Detection examples
====

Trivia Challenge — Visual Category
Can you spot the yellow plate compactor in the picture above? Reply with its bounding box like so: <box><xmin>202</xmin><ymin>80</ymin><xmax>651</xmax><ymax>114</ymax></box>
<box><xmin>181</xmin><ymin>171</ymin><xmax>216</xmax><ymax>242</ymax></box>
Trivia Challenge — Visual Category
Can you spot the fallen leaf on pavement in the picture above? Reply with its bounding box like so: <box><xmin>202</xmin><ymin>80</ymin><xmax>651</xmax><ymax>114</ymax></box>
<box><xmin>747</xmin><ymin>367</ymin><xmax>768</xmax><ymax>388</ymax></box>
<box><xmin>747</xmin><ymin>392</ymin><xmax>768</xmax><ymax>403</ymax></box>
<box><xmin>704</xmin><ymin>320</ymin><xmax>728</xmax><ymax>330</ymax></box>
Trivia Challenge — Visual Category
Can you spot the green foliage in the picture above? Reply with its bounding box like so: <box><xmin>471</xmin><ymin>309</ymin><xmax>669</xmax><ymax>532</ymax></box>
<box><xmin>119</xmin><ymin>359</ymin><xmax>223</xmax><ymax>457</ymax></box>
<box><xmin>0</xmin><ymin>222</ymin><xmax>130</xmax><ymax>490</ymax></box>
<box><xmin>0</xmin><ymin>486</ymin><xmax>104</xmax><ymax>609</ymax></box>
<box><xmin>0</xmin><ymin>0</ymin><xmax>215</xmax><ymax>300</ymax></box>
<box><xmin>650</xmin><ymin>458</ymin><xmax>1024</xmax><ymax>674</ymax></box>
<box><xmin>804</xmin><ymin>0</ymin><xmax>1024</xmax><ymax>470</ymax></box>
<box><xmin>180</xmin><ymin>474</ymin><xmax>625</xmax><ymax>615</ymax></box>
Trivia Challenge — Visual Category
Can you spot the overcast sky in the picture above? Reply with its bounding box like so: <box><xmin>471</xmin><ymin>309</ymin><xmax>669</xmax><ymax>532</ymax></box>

====

What you have to do.
Show each line of the data that contains the string "with", treating uppercase and lowercase as different.

Output of the task.
Can you spot the yellow plate compactor in the picture above? Reply with its bounding box like so: <box><xmin>202</xmin><ymin>80</ymin><xmax>651</xmax><ymax>114</ymax></box>
Can you spot the fallen leaf on pavement in the picture above? Reply with its bounding box like so: <box><xmin>202</xmin><ymin>80</ymin><xmax>651</xmax><ymax>114</ymax></box>
Can you spot the green foliage in the picture above? Reply with its bounding box like so: <box><xmin>471</xmin><ymin>309</ymin><xmax>669</xmax><ymax>532</ymax></box>
Can you spot the overcast sky in the picture above? Reply with its bounding box like so: <box><xmin>471</xmin><ymin>309</ymin><xmax>669</xmax><ymax>532</ymax></box>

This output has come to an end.